Jackie Mittoo’s ‘Reggae Magic’ is a new collection from the great Jackie Mittoo. The album features a mixture of classic tunes and rarities from the period 1967-74, when Mittoo was at the height of his musical powers. Mittoo’s solo career began after the end of The Skatalites in 1965. He began pushing new musical boundaries, creating a uniquely identifiable organ-led funky reggae sound that owed as much to Booker T and The MGs, Jimmy Smith, Stax and Motown as to the post-ska and emergent rocksteady island rhythms of Kingston, Jamaica. His solo work at the legendary Studio One spanned seven albums and hundreds of singles.

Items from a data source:
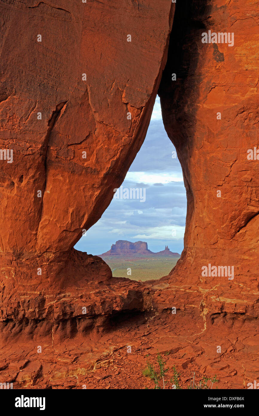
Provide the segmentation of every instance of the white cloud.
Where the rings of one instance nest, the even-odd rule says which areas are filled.
[[[171,182],[183,182],[183,178],[181,174],[175,174],[167,172],[128,172],[125,180],[139,183],[169,183]]]
[[[151,117],[151,120],[162,120],[162,113],[161,112],[161,106],[160,105],[160,99],[157,95],[155,104],[153,108],[153,111]]]
[[[163,227],[150,227],[145,230],[144,234],[138,234],[133,238],[143,240],[178,240],[183,238],[185,227],[180,225],[165,225]],[[143,230],[144,231],[144,230]]]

| Tasks |
a: Rewrite the passage on Jackie Mittoo's 'Reggae Magic' starting with "Jackie Mittoo’s ‘Reggae" and going on through "hundreds of singles.", replacing "organ-led" with "keyboard-led".
b: Answer these questions using the passage on Jackie Mittoo's 'Reggae Magic':
(i) What period do the album's tunes come from?
(ii) In what year did The Skatalites end?
(iii) How many albums did Mittoo's solo work at Studio One span?
c: Continue the passage on Jackie Mittoo's 'Reggae Magic' from its last sentence.

| Task results |
a:
Jackie Mittoo’s ‘Reggae Magic’ is a new collection from the great Jackie Mittoo. The album features a mixture of classic tunes and rarities from the period 1967-74, when Mittoo was at the height of his musical powers. Mittoo’s solo career began after the end of The Skatalites in 1965. He began pushing new musical boundaries, creating a uniquely identifiable keyboard-led funky reggae sound that owed as much to Booker T and The MGs, Jimmy Smith, Stax and Motown as to the post-ska and emergent rocksteady island rhythms of Kingston, Jamaica. His solo work at the legendary Studio One spanned seven albums and hundreds of singles.

b:
(i) 1967-74
(ii) 1965
(iii) Seven

c:
Aside from producer and founder Clement ‘Sir Coxsone’ Dodd, it’s hard to think of anyone more central to the sound and success of Studio One than Mittoo; keyboard player extraordinaire, songwriter, arranger, musician, truly the Keyboard King at Studio One. Jackie Mittoo had been the youngest founding member of The Skatalites (at age 16), probably the most important group in Jamaican music. After they split, he became leader of the three pivotal groups at Studio One – The Soul Brothers, The Soul Vendors and Sound Dimension. He also became musical director for Studio One, helping create countless hits for singers Ken Boothe, Bob Andy, The Wailers, John Holt, Delroy Wilson and more – unforgettable tunes like Alton Ellis’ ‘I’m Still in Love with You’, Marcia Griffiths’ ‘Feel Like Jumping’, The Heptones’ ‘Baby Why’ and others. Between 1965 and 1968, many of the tunes created at Studio One can be attributed to Mittoo – timeless instrumental tracks, recorded either under his own name or those of The Soul Brothers, Soul Vendors and Sound Dimension, that have become the basis for literally 1000s and 1000s of Jamaican songs over many decades, giving the music an unsurpassed longevity.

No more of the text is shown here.